Within the material below, find each line bearing the word "shoulder" and present it.
★ ★ ★
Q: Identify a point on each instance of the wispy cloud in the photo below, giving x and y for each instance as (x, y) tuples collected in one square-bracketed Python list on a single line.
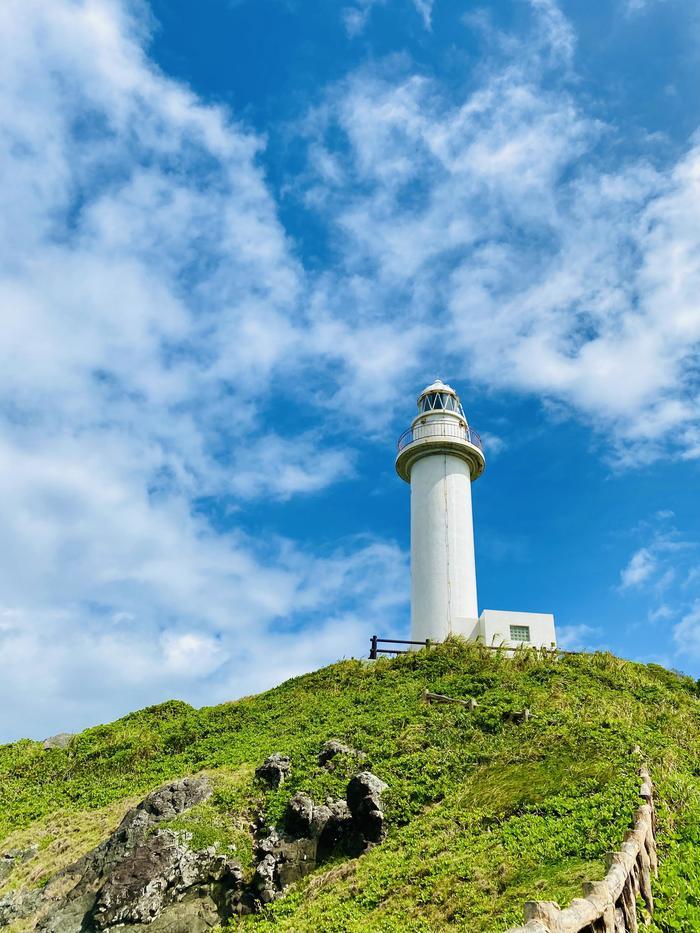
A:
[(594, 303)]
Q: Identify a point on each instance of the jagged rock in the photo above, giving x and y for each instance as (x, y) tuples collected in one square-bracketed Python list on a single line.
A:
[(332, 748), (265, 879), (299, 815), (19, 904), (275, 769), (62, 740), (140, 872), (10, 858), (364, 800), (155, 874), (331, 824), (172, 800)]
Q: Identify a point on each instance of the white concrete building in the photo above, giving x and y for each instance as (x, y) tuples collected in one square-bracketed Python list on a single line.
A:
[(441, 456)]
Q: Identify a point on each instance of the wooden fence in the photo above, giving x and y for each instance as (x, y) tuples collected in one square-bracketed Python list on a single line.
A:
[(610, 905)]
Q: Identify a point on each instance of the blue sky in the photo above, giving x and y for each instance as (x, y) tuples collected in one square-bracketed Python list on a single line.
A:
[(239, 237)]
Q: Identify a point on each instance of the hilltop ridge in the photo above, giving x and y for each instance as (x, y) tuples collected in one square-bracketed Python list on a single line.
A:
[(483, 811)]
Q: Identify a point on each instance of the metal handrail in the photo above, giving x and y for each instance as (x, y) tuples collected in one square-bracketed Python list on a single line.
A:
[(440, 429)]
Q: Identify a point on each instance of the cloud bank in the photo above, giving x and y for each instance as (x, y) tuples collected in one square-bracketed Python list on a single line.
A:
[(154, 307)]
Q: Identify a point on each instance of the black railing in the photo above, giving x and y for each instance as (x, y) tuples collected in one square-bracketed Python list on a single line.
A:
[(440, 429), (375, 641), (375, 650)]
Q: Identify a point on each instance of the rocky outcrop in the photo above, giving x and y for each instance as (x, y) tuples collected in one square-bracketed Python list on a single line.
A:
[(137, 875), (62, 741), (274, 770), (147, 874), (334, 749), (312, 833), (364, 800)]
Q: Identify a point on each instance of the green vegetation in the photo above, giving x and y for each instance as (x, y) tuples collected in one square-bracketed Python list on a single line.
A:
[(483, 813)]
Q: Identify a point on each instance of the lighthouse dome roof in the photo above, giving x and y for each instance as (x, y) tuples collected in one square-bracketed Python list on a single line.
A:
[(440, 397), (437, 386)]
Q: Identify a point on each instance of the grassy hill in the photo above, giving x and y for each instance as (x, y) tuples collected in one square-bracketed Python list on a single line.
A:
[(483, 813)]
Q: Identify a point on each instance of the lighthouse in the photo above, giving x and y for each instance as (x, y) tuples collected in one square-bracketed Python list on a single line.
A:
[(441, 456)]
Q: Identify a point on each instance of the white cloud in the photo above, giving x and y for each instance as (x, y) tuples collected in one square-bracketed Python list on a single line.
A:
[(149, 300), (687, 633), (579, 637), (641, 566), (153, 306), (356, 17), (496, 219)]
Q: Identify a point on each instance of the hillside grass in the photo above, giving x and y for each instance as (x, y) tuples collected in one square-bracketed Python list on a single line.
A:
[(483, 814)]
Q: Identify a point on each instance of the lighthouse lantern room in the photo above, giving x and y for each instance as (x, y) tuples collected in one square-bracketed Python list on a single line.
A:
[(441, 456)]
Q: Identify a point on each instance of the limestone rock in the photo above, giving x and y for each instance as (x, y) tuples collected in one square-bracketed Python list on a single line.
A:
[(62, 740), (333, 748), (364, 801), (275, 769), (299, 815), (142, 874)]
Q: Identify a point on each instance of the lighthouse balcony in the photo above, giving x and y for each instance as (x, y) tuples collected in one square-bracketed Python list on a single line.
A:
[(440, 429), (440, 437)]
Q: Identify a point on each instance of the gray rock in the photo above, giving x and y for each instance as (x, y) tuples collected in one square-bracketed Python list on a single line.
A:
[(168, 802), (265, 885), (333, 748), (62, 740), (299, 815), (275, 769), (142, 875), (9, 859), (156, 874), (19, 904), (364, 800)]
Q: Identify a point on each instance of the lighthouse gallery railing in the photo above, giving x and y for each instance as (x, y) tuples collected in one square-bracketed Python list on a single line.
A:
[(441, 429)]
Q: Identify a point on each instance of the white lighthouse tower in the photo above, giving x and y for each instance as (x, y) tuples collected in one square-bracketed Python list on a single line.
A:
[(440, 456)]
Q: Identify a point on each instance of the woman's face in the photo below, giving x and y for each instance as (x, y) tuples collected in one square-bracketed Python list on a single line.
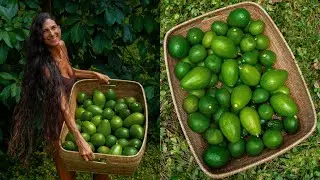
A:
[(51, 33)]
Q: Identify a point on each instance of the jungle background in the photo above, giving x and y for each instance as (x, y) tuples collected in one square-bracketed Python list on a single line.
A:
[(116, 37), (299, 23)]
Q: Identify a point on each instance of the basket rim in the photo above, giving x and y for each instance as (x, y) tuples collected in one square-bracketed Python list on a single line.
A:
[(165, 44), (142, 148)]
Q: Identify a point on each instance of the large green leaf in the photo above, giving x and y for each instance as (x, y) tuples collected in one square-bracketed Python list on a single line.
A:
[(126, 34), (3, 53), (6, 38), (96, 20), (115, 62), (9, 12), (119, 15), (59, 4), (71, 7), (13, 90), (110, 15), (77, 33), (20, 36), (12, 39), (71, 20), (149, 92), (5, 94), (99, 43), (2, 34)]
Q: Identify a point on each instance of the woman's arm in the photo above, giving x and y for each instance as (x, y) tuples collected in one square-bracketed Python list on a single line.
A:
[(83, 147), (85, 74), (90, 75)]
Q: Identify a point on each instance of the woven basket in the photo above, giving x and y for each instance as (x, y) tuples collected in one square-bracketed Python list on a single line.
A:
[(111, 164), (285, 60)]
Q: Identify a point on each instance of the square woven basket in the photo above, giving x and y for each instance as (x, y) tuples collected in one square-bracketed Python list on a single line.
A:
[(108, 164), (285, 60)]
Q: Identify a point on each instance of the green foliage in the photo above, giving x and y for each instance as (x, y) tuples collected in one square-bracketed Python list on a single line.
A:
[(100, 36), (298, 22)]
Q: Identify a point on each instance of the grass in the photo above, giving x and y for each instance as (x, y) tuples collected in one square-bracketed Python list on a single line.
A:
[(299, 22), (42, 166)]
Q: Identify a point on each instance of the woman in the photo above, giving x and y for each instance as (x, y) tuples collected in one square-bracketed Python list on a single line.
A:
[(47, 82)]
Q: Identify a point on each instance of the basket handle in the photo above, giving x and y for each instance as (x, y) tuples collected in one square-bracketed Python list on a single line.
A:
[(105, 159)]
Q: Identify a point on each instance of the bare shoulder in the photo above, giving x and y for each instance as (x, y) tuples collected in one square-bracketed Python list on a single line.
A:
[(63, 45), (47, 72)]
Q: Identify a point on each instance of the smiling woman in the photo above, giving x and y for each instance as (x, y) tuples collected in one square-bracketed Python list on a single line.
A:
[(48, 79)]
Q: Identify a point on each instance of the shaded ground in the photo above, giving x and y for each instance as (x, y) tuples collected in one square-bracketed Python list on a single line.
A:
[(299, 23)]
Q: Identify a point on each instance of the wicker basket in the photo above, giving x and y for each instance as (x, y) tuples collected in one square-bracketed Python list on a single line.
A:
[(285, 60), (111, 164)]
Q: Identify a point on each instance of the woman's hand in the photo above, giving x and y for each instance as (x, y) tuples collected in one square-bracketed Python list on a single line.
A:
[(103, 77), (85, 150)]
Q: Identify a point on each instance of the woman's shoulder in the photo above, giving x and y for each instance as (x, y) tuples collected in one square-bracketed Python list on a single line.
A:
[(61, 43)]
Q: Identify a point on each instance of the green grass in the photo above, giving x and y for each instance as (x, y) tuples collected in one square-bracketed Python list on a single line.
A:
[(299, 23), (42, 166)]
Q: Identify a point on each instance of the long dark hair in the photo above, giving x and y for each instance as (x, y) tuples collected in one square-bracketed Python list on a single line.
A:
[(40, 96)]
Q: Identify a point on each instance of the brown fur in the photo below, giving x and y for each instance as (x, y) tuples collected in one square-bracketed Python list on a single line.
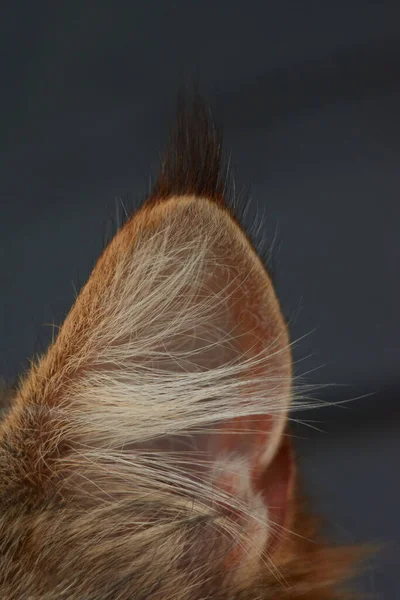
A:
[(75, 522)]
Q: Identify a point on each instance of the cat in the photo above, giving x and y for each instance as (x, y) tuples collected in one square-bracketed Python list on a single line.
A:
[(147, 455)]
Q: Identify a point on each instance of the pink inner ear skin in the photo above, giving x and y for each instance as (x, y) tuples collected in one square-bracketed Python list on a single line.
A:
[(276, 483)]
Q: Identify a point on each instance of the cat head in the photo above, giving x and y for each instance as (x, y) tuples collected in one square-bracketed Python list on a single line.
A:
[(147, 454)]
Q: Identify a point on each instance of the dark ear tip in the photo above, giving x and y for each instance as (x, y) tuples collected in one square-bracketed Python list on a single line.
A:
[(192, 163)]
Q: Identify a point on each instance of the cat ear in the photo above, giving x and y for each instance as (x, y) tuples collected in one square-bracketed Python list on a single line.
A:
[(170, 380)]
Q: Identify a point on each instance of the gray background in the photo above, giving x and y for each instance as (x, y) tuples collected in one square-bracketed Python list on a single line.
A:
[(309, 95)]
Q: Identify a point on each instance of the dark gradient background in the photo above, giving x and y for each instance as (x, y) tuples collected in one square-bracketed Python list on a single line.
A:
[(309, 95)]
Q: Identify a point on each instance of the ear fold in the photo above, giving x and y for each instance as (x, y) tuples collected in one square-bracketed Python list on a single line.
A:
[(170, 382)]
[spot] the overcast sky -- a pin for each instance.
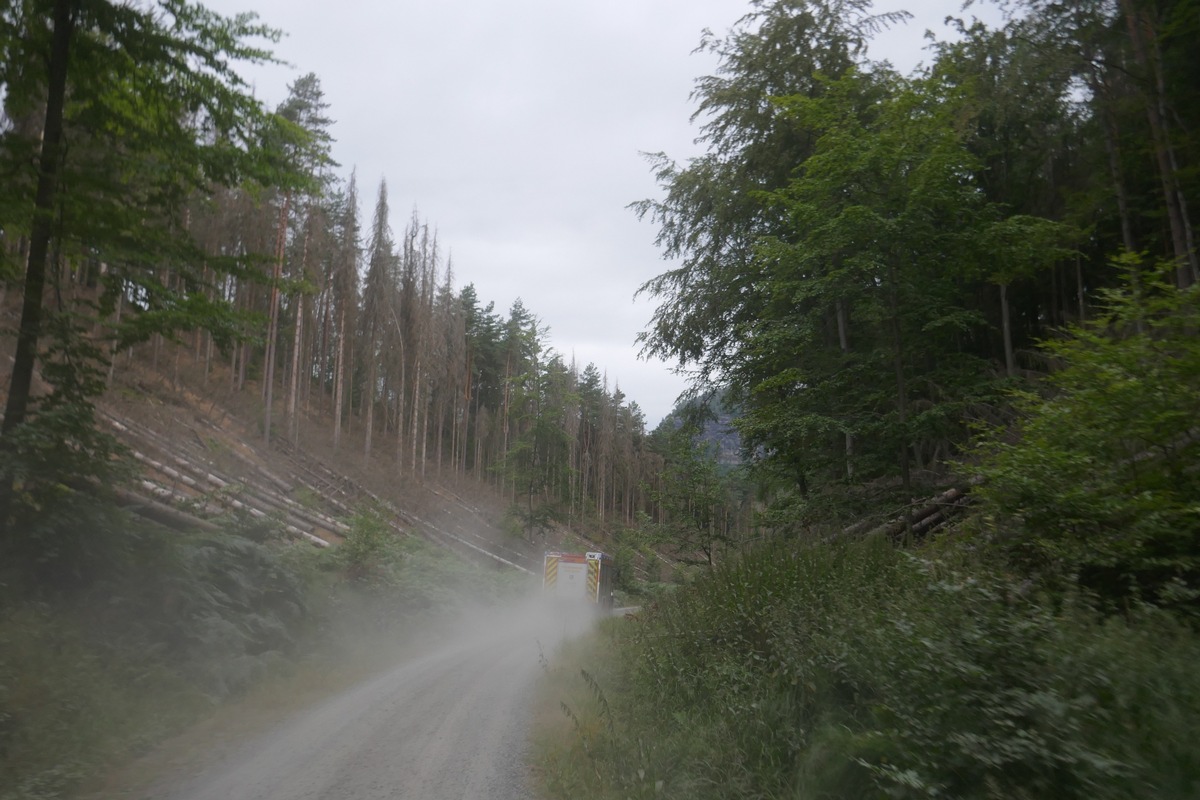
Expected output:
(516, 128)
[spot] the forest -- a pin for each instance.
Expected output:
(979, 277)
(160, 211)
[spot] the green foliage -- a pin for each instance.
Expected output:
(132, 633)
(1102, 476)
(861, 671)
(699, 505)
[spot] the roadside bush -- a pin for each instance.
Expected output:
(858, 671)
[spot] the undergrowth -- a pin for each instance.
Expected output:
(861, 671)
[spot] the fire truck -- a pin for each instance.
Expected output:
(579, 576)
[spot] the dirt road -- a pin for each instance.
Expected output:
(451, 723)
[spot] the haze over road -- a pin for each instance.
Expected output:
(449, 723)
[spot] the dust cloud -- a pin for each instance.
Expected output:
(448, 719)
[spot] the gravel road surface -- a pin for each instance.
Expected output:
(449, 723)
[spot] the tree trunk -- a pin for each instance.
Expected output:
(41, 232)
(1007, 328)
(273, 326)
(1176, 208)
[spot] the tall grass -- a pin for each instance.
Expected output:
★ ★ ★
**Result below**
Q: Identify a point on each instance of the bare shoulder in the photo above, giving x and y for each instance as (x, y) tuples collected in one square-bracketed Python list on a single line.
Q: Identify a point on each instance of the woman's shoulder in the photo above, giving x and y for each instance as (x, y) tuples collected in one square-bracketed Python list on a single line.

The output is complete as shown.